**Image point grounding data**
┌──
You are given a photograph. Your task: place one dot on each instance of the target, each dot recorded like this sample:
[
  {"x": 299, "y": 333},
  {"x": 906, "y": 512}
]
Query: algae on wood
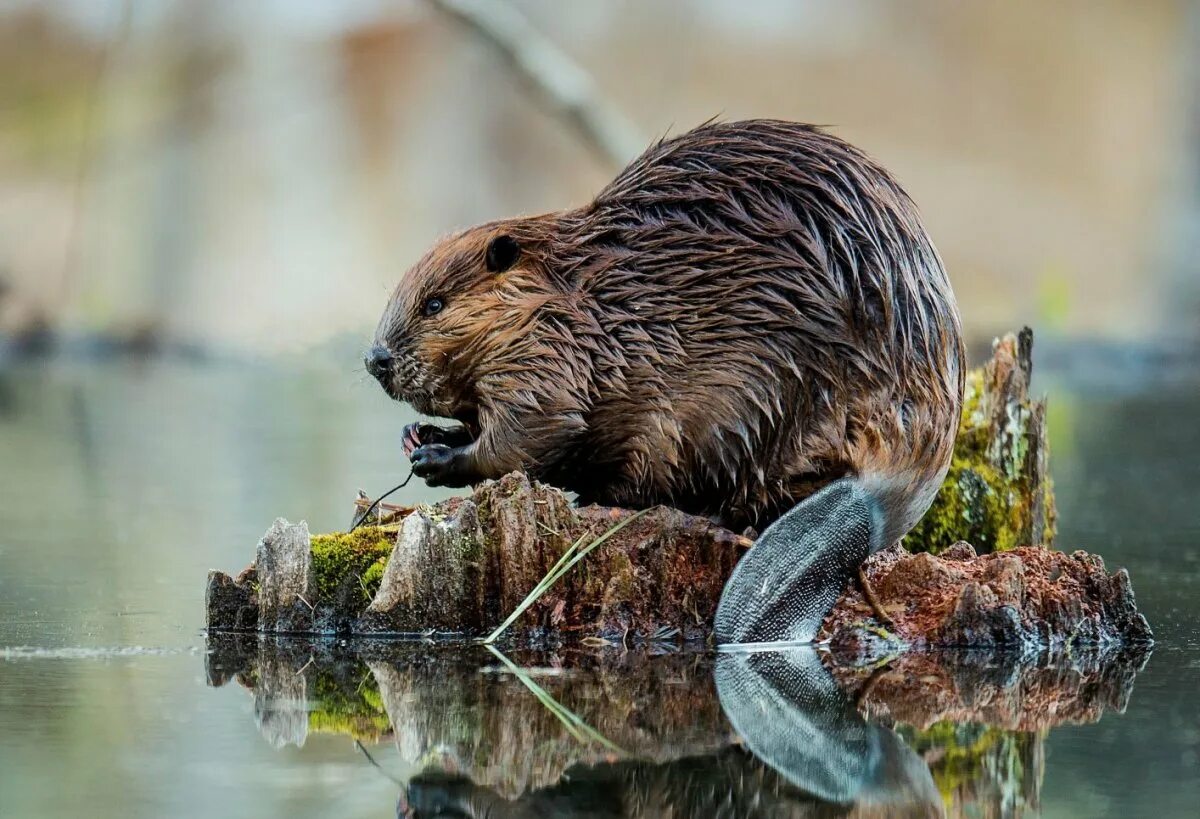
└──
**The task**
Transcribe the data exactly, minus any images.

**Response for this exercise**
You are given a photograph. Your task: place one dot on each instance of the target, each dot recorded like this sample:
[
  {"x": 299, "y": 333},
  {"x": 906, "y": 512}
]
Query: algae on wood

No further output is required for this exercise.